Records excerpted from a collection:
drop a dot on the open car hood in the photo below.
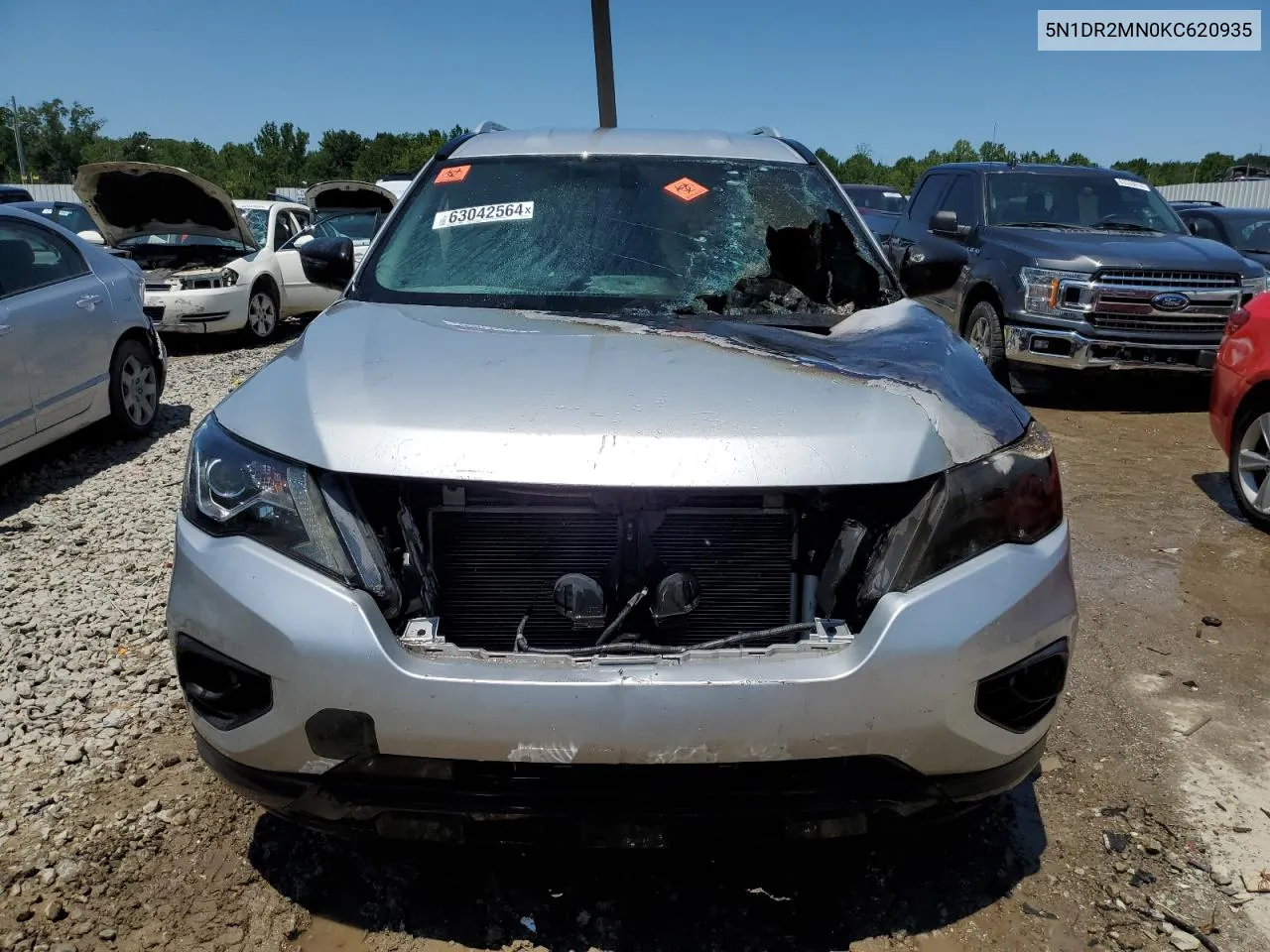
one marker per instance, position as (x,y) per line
(134,199)
(348,195)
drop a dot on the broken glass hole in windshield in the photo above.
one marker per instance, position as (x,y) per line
(663,231)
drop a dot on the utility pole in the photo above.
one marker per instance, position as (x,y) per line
(17,140)
(603,41)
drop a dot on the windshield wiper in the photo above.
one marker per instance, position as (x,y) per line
(1043,225)
(1124,226)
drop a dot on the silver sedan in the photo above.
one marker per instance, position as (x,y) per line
(75,345)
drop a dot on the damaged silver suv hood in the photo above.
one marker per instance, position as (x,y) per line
(513,397)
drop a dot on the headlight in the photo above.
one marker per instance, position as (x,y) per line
(1042,289)
(232,489)
(1011,497)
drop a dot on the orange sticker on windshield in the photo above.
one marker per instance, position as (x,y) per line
(688,189)
(454,173)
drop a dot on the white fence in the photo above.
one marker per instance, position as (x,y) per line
(66,193)
(1232,194)
(48,193)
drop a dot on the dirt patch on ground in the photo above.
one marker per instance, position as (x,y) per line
(114,835)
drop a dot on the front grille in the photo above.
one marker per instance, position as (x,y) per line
(494,565)
(1123,303)
(1169,281)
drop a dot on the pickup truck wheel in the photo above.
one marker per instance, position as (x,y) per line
(1250,463)
(983,333)
(262,313)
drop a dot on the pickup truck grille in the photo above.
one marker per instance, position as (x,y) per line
(494,565)
(1123,304)
(1169,281)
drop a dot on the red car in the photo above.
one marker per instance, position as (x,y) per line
(1239,407)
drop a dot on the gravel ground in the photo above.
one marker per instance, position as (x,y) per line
(113,835)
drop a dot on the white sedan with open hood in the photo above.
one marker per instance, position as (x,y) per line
(211,264)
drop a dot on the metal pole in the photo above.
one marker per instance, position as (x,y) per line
(17,140)
(603,63)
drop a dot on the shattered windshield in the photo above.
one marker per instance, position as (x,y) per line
(1251,231)
(1105,202)
(258,222)
(626,232)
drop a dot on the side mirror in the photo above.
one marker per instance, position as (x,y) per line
(327,262)
(933,267)
(944,222)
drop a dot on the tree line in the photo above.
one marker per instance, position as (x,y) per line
(903,175)
(58,139)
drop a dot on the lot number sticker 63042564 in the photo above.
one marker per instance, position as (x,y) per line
(480,213)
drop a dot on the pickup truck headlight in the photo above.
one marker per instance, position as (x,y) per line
(234,489)
(1042,289)
(1010,497)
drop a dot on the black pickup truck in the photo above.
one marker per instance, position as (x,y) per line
(1074,267)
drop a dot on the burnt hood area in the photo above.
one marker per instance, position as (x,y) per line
(160,261)
(130,200)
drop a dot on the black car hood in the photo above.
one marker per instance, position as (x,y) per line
(1093,250)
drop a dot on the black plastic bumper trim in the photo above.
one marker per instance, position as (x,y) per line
(426,798)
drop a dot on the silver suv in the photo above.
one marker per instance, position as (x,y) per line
(625,486)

EXERCISE: Write the entries out in full and exactly, omitting every picture.

ANSWER SECTION:
drop a dot on the open car hood in the photo below.
one marker per instance, position as (x,y) per line
(134,199)
(348,195)
drop a dot on the broken glass hole in windshield in the photo above.
one marker per instance, position as (x,y) per line
(663,231)
drop a dot on the utility pole in the photo above.
one marker per instance, position as (x,y) per line
(17,140)
(603,41)
drop a dot on the windshield wiper in the photo above.
one marker per instance, position as (x,y) per line
(1043,225)
(1124,226)
drop a dot on the silver sedan in the photo above.
one marker per instance, position as (x,y) per line
(75,345)
drop a dot on the damaged silver suv hood in the photo above.
one marker per instance, position as (x,y) per line
(513,397)
drop a dot on the headlight in the photo above.
one marker per instance, position as (x,y) per line
(1042,289)
(232,489)
(1011,497)
drop a dot on the orange sticker on windshield in the photo above.
one marker per instance, position as (x,y) per line
(688,189)
(454,173)
drop a dot on the white fence in the photo above.
one marker per instance, position as (x,y) per line
(66,193)
(1232,194)
(48,193)
drop a dot on the dirt patch on ground in the photo above.
one marker per instance, position as (x,y) per line
(114,835)
drop a dot on the front grille in the photo above.
one marker per instance, position as (x,y) per line
(494,565)
(1123,303)
(1169,281)
drop a dot on the pickup truck wheel in the photo above.
one marker per instance, position as (x,y) per line
(1250,463)
(983,333)
(262,313)
drop a dot on the pickup truck grille in the photo above.
one marker per instance, position as (x,y) per line
(494,565)
(1123,304)
(1169,281)
drop a dot on the red car in the photo above.
one marker per instance, position as (x,y) per line
(1239,407)
drop a dot on the gravel ground in the photo above.
one marker per instance, position as (x,y) per line
(113,835)
drop a dot on the white sedan with open hood in the photo above.
one marker per instance, position as (x,y) per line
(211,264)
drop a dot on the metal pole in the photo above.
one marker per instance, position as (x,y) per line
(17,140)
(603,63)
drop a dot on the shattered windshield in the photo above.
one marker per instance, position as (x,y) per line
(1251,231)
(1105,202)
(258,222)
(626,232)
drop a dot on the side mirror in the photo above.
one marker per instance, position as (x,y) per line
(327,262)
(933,267)
(944,222)
drop a dot on the tree line in the photo above.
one marker per instance, position as (x,y) per line
(903,175)
(58,139)
drop a dot on the lot number sticker 63042564 in the photo above.
one marker per instance, position as (x,y) per line
(480,213)
drop a dot on the pickup truck headlight in the photo above.
one marker per instance, position as (x,y) per line
(234,489)
(1042,289)
(1010,497)
drop a dot on the black pickup truck in the photo above.
one marker per instance, position as (x,y) per line
(1074,267)
drop a dot on the burnt hood area in the photo above.
one marker per instance, position as (x,y) per line
(160,261)
(130,200)
drop a dot on the black car hood in the photo above.
one marker per instance, position as (x,y) per line
(1093,250)
drop a dot on the black plastic bumper trim in the photo above.
one marker per instance, position as (x,y) per line
(426,798)
drop a dot on the silver suv in the photo above.
one marker per instance, position as (x,y) per line
(625,486)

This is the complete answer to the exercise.